# The problem:
Reproduce the Sixth Circuit case excerpt below word for word, with nothing added, dropped, or changed.

──────── Selected text ────────

Case ID: f2d_634/html/1010-01.html
Source: Caselaw Access Project
Author: {"author": "EDWARDS, Chief Judge.", "license": "Public Domain", "url": "https://static.case.law/"}
Date Created: 2024-08-24T03:29:51.129683

George H. CLEAVER, Petitioner-Appellee, v. Donald E. BORDENKIRCHER, Superintendent, Kentucky State Penitentiary, Respondent-Appellant.
    No. 79-3514.
    United States Court of Appeals, Sixth Circuit.
    Argued April 4, 1980.
    Decided Oct. 31, 1980.
    Mark F. Armstrong, Gerald Henry, Asst. Attys. Gen., Frankfort, Ky., for respondent-appellant.
    William M. Radigan, Asst. Public Defender, J. Vincent Aprile, II, Asst. Public Advocate, Frankfort, Ky., for petitioner-appellee.
    Before EDWARDS. Chief Judge, and ENGEL and JONES, Circuit Judges.
   EDWARDS, Chief Judge.

Respondent warden appeals from an order of the United States District Court for the Eastern District of Kentucky granting appellee Cleaver’s petition for a writ of habeas corpus.

──────── Source material ────────

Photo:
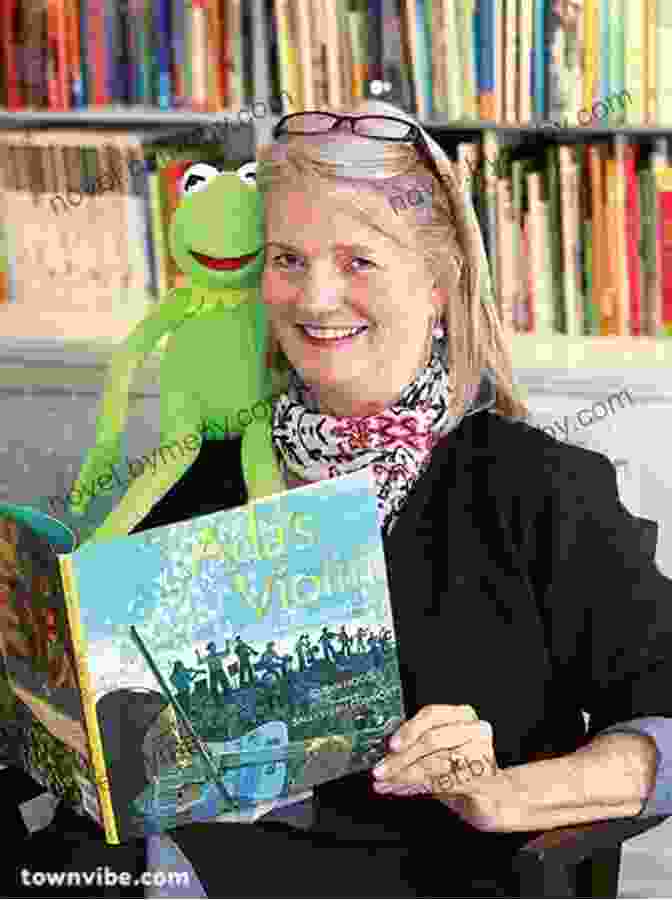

────────

# Output for this exercise:
Case ID: f2d_634/html/1010-01.html
Source: Caselaw Access Project
Author: {"author": "EDWARDS, Chief Judge.", "license": "Public Domain", "url": "https://static.case.law/"}
Date Created: 2024-08-24T03:29:51.129683

George H. CLEAVER, Petitioner-Appellee, v. Donald E. BORDENKIRCHER, Superintendent, Kentucky State Penitentiary, Respondent-Appellant.
    No. 79-3514.
    United States Court of Appeals, Sixth Circuit.
    Argued April 4, 1980.
    Decided Oct. 31, 1980.
    Mark F. Armstrong, Gerald Henry, Asst. Attys. Gen., Frankfort, Ky., for respondent-appellant.
    William M. Radigan, Asst. Public Defender, J. Vincent Aprile, II, Asst. Public Advocate, Frankfort, Ky., for petitioner-appellee.
    Before EDWARDS. Chief Judge, and ENGEL and JONES, Circuit Judges.
   EDWARDS, Chief Judge.

Respondent warden appeals from an order of the United States District Court for the Eastern District of Kentucky granting appellee Cleaver’s petition for a writ of habeas corpus.